** Opening EXTRACTED RECORDS block **

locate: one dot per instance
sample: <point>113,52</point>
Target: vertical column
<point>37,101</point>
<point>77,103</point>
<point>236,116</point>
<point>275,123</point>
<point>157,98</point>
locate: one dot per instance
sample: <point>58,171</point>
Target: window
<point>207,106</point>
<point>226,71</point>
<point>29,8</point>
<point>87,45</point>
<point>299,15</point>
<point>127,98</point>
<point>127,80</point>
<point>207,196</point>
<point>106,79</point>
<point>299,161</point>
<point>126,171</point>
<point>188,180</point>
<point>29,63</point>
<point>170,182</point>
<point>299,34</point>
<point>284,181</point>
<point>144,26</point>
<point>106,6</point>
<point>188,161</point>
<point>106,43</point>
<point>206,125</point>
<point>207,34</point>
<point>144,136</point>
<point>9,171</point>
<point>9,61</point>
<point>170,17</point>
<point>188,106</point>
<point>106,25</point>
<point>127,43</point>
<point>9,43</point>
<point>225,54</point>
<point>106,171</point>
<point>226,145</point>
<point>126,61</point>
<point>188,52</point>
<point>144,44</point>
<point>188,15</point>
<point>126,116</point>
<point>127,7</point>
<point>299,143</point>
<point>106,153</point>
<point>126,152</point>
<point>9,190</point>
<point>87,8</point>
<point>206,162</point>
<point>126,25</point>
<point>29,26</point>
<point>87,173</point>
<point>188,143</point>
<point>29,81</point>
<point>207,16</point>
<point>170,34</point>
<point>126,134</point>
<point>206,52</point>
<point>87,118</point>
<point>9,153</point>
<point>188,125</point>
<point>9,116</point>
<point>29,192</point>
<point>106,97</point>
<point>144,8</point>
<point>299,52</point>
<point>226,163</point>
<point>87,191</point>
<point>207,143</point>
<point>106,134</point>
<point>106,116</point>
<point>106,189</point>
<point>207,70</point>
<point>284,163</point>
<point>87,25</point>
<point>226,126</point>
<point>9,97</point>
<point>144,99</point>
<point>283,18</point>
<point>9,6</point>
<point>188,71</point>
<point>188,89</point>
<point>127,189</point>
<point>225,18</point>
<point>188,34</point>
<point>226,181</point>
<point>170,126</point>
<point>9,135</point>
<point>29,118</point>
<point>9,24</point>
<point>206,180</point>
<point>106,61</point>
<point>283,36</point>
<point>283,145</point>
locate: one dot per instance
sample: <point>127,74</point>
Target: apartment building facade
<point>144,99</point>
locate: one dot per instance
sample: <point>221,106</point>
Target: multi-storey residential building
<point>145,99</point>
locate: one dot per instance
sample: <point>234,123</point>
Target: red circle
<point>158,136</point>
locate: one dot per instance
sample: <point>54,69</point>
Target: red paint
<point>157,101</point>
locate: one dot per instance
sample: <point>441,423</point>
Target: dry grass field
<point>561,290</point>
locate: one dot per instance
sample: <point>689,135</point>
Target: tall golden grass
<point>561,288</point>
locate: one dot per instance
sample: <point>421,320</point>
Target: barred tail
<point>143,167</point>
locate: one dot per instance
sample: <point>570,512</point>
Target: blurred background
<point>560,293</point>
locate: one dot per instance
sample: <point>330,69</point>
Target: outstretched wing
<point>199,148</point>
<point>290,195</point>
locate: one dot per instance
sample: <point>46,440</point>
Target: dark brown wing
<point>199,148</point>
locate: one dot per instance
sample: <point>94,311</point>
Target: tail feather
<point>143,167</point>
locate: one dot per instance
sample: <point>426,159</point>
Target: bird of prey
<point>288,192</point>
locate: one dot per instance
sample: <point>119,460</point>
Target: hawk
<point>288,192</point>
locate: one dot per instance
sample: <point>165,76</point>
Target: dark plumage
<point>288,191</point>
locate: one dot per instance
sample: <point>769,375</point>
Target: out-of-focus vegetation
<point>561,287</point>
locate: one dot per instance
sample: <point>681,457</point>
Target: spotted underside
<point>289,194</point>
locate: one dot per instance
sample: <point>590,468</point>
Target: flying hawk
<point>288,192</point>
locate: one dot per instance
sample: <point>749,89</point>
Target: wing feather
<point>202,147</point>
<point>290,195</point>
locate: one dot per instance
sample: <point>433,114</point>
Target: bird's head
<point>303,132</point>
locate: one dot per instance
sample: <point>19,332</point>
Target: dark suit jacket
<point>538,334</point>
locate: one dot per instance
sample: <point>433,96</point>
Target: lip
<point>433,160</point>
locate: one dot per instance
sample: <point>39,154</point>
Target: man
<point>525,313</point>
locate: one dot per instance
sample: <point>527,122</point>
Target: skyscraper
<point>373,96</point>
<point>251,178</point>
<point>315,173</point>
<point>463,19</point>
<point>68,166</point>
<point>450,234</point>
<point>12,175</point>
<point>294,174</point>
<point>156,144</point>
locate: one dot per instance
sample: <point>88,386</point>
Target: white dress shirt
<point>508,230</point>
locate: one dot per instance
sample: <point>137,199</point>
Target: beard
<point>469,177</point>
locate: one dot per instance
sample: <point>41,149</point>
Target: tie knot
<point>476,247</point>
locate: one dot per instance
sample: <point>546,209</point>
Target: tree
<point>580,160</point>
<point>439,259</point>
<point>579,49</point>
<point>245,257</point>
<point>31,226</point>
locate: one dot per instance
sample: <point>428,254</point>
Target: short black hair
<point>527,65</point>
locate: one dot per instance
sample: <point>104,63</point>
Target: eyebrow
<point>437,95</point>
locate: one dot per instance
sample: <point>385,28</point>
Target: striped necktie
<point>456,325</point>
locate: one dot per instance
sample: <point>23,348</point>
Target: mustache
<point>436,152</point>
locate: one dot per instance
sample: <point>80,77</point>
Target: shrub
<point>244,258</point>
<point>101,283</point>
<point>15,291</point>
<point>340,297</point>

** Closing EXTRACTED RECORDS block **

◆ YOUR INSTRUCTIONS:
Lines from the start of the entries through the one containing "sample: <point>58,171</point>" are to be set down again exactly, both ends included.

◆ EXPECTED OUTPUT:
locate: one dot per instance
sample: <point>113,52</point>
Target: vertical column
<point>37,101</point>
<point>77,103</point>
<point>236,116</point>
<point>275,123</point>
<point>157,98</point>
locate: one dot per instance
sample: <point>58,171</point>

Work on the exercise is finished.